The coursework components of EN1085 make use of computational engineering tools to help you apply the main techniques and concepts developed in the class. There will be two coursework components – part M deals with the dc electrical machines topic presented by Dr. Clark, while part P is concerned with problems of complex power and reactive compensation, as covered by Dr. Robson.

 

The aims of the EN1085 coursework components are to:

 

• Gauge your progress an understanding of the materials and concepts covered in class
• Reinforce the concepts of electrical machines and power systems analysis needed for the exam

 

A rough schedule for the coursework delivery is as follows:

 

Week 6: Coursework P set

Week 8: Coursework P due;

Week 9: Coursework part M set

Week 10: Coursework part M due

 

You will deliver two short submissions, each worth 20 marks. This will be scaled to give a 20% contribution to the EN1085 module mark (the other contributions being the 20% test and 60% May/June examination).

 

Report M should be submitted on Learning Central by Friday Week 10 at 23:59

 

If you are unable to submit your report on time, you must clear this with the module leader (Dr. David Clark) prior to submission. Late work (without permission or good reason) will automatically receive a mark of zero.

 

 

Dr David Clark

Room E/3.23

 

 

Coursework – Back-to-back DC Machines

 

As we have seen in class, DC machines may be employed as motors or generators as required by the application. The tasks set herein concern a pair of DC machines, shaft-coupled as shown in figure 1.

Provided material:

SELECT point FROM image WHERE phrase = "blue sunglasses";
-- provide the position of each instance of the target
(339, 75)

Required actions:
1. Write out the passage of the coursework description that opens with the words containing "As we have seen" and closes with "in figure 1.".
2. Please extend the EN1085 coursework description, starting right after its final sentence.
The listing was taken from a different source than the coursework description.

Task-by-task results:
1.
As we have seen in class, DC machines may be employed as motors or generators as required by the application. The tasks set herein concern a pair of DC machines, shaft-coupled as shown in figure 1.

2.
Figure 1: Shaft-coupled pair of electrical machines - one acting as motor, the other as generator

Applying a dc voltage to the terminals of the motor will drive a current through its armature winding, developing a rotational torque on the shaft. The motor will spin up and being shaft-coupled the generator will spin at the same shaft speed. The rotating generator armature will develop an emf, which in turn will drive the current in the load. The machines will settle at a steady shaft speed when the torque and power balance in the system is achieved – consider the power flow diagram depicted in figure 2

 

 

 

Figure 2: Power balance in a coupled Motor-Generator system

 

Each machine has its own machine constant k'=kΦ

 and armature resistance Ra

, and experiences a minimum frictional torque Tf

 under no load. These parameters can be captured in an equivalent circuit as given in the Matlab SIMULINK model depicted in figure 3.

 

 

 

Figure 3: Matlab Simulink model of a DC motor-generator pair

 

For a given set of machine, input and load parameters, this model will compute the steady-state power flow condition in the system and evaluate the overall source to load electrical efficiency. Take some time to familiarise yourself with the model and understand what function each component performs.

You have each been allocated a unique randomised set of simulation parameters which should be used to answer the following tasks. All solutions should be supported by equivalent circuit analysis to confirm that the SIMULINK model is giving you sensible answers!  

TASKS

 

Complete each of the following activities with reference to the machine parameters provided on Learning Central. You do not need to prepare a formal report, just answer each question and provide the evidence asked for.

 

(a) Determine the no-load speed of your coupled system in revolutions per minute. Verify this using the machine analysis theory developed in class

[4 marks]

 

(b) For the desired load current specified in the parameter table, what is the input electrical power, the shaft mechanical power and output electrical power of your coupled system. Determine the overall electrical efficiency.

 

[4 marks]

 

(c) Leaving the machine parameters unchanged and adjusting the load current as required, what is the maximum output power of the system and at what load current is maximum power transfer achieved? Give your answers to two significant figures and describe the method used. Verify your result analytically with the help of the power balance diagram in figure 2.

[7 marks]

 

(d)  What is the maximum overall efficiency achievable for your system at the given supply voltage? State your answer as a percentage to three significant figures. Why does peak efficiency not occur at the same load current as maximum power transfer?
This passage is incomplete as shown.